──────── DATA ROWS
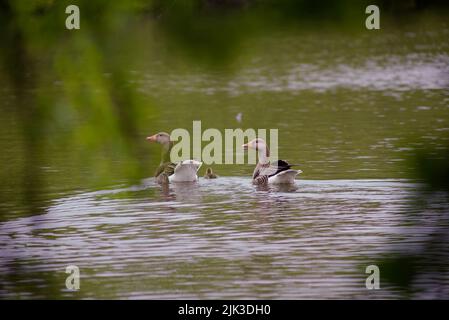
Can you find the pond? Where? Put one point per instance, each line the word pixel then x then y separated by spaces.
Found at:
pixel 352 110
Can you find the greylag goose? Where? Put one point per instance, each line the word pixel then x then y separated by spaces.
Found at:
pixel 210 174
pixel 276 172
pixel 184 171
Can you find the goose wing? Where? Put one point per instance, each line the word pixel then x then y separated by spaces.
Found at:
pixel 167 168
pixel 271 169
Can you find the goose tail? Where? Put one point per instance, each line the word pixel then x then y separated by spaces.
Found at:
pixel 287 176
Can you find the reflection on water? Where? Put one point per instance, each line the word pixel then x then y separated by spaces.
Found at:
pixel 220 238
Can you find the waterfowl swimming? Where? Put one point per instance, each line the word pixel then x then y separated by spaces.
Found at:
pixel 276 172
pixel 210 174
pixel 184 171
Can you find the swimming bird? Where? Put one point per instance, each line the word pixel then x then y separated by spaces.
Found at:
pixel 210 174
pixel 276 172
pixel 184 171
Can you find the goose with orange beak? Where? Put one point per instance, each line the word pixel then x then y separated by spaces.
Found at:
pixel 276 172
pixel 184 171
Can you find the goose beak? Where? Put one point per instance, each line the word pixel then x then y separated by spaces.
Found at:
pixel 152 138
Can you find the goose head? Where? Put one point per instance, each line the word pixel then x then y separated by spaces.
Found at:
pixel 161 138
pixel 259 145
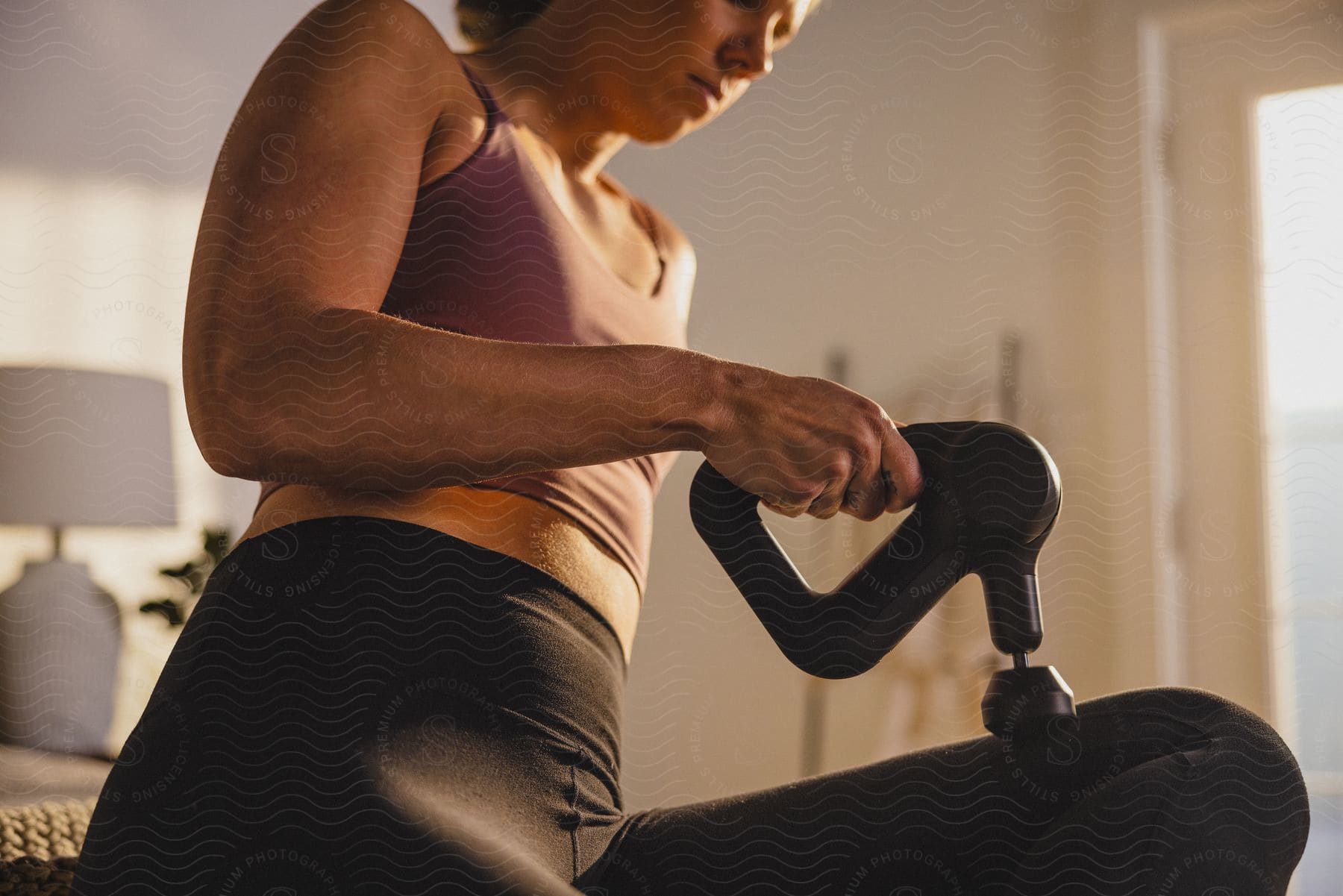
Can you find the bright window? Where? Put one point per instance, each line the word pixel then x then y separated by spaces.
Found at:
────────────────
**EXERCISE DETAILS**
Give every line of the records above as a JSON list of strings, one string per line, skipping blank lines. Leave the pictures out.

**CORRECT ANSWER**
[
  "Can you find the pond? Where? Put one point per instance, each line the word pixel then x then y separated by spaces.",
  "Found at:",
  "pixel 352 110",
  "Can you find the greylag goose? Where? Put one point per instance, each line the word pixel then x then y separated by spaces.",
  "Found at:",
  "pixel 210 174",
  "pixel 276 172",
  "pixel 184 171",
  "Can you find the goose wing? Where? Put one point per instance, each line the word pixel then x then y separated by spaces.",
  "Found at:",
  "pixel 167 168",
  "pixel 271 169",
  "Can you find the goose tail? Where? Put one point per instance, each line the word pixel then x then y separated by spaces.",
  "Found at:",
  "pixel 287 176",
  "Can you find the reflection on water? Where? Put one point per instance, each line the word pixel then x then y separated by spaces.",
  "Found at:",
  "pixel 220 238",
  "Can you find the waterfowl swimming? Where? Put one point per instance, each line the word pixel then x then y separated by spaces.",
  "Found at:",
  "pixel 276 172",
  "pixel 210 174",
  "pixel 184 171",
  "Can you find the swimming bird? Where? Put one point per instance, each line the word pixel then x then y separated by spaces.",
  "Found at:",
  "pixel 210 174",
  "pixel 276 172",
  "pixel 184 171",
  "Can you find the goose with orange beak? Where? Put one point per instance, each line the word pixel then x then y separated by spaces.",
  "Found at:",
  "pixel 276 172",
  "pixel 184 171",
  "Can you find the goose beak? Where? Put one point per instance, each line the word pixel then x then y separated by spaces.",
  "Found at:",
  "pixel 152 138",
  "Can you find the goose head? Where? Put one point per instance, each line the word pixel then x then y separated by spaces.",
  "Found at:",
  "pixel 161 138",
  "pixel 259 145",
  "Can you find the bright window? Where? Put one point per instance, each line the word pixel then x then y separated by spaces.",
  "Found at:"
]